[Material to process]
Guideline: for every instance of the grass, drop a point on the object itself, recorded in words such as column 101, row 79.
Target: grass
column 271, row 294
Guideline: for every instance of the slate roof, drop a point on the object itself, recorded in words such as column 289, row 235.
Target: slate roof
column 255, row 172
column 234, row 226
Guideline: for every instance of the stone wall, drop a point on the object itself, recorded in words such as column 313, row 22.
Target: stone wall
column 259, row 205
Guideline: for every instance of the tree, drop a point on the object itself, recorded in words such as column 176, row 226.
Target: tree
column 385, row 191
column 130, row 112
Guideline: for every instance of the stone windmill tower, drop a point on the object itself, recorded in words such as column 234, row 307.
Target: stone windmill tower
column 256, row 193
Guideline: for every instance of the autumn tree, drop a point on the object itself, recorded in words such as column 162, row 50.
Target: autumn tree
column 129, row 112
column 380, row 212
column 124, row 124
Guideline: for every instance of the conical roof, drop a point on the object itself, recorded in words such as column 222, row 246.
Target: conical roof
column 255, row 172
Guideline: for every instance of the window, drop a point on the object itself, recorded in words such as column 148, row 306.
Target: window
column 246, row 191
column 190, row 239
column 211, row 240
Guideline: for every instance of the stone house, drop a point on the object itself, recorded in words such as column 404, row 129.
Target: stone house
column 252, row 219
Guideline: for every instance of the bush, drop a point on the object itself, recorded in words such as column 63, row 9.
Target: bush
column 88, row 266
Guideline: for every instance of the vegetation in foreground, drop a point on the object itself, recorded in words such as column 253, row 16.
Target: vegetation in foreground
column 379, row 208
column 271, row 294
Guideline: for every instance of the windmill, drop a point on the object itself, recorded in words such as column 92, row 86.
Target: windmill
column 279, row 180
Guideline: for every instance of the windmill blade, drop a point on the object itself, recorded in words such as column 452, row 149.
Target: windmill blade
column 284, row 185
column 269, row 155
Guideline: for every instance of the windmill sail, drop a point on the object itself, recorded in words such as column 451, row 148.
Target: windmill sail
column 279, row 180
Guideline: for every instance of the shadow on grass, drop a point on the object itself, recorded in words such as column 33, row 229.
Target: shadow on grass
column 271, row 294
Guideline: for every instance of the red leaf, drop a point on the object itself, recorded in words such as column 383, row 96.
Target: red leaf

[Prompt] Change "drop a point" to "place a marker" throughout the rows above, and write out all of the rows again with nothing else altered.

[Complete answer]
Guideline: for every instance of the grass, place a marker on the object itself, recorded in words such as column 101, row 79.
Target: grass
column 271, row 294
Guideline: for every instance of the slate roof, place a marker on the object itself, recorded in words such as column 289, row 235.
Target: slate roof
column 255, row 172
column 234, row 226
Guideline: for every instance of the stone wall, place a marker on the object itself, recorded in words such as column 313, row 22.
Target: stone wall
column 259, row 205
Guideline: for every instance of the tree, place a marker on the object itself, recorded in words such as column 176, row 226.
Target: tree
column 385, row 191
column 130, row 112
Guideline: for every instance of the stone windmill tower, place a marker on the object itself, recorded in words such as column 234, row 307.
Target: stone windmill tower
column 256, row 193
Guideline: for every instance of the autumn tree, place a marker on the object itself, recorded in words such as column 162, row 50.
Target: autumn tree
column 129, row 112
column 380, row 212
column 124, row 124
Guideline: for every instance of the conical roof, place a marker on the object itself, recorded in words such as column 222, row 246.
Target: conical roof
column 255, row 172
Guideline: for every instance of the window, place a marker on the object itself, recorded in words such as column 148, row 306.
Target: window
column 246, row 191
column 190, row 239
column 211, row 240
Guideline: for every instance of the stone house, place a marker on the object itself, recorded in words such as column 404, row 129.
Target: stone house
column 252, row 219
Guideline: for every instance of the bush, place a marker on the object itself, recorded in words such as column 63, row 9.
Target: bush
column 88, row 266
Guideline: for every instance of the vegetation in foreground, place a marker on the object itself, recorded in words such as column 253, row 16.
Target: vegetation in foreground
column 379, row 208
column 271, row 294
Guideline: for every instance of the windmill, place a marker on the object itself, recorded in words such as column 92, row 86.
Target: windmill
column 279, row 180
Guideline: for every instance of the windmill blade, place a marker on the object itself, recorded in words such as column 452, row 149.
Target: windmill blade
column 284, row 185
column 269, row 155
Guideline: for every instance of the windmill sail, place a marker on the object itself, recorded in words such as column 451, row 148.
Target: windmill sail
column 279, row 180
Guideline: for every instance of the shadow on grass, place a marker on the object itself, recorded in words such as column 33, row 229.
Target: shadow on grass
column 271, row 294
Guideline: for every instance of the red leaf, place a marker on the object itself, recorded in words such as column 383, row 96.
Target: red leaf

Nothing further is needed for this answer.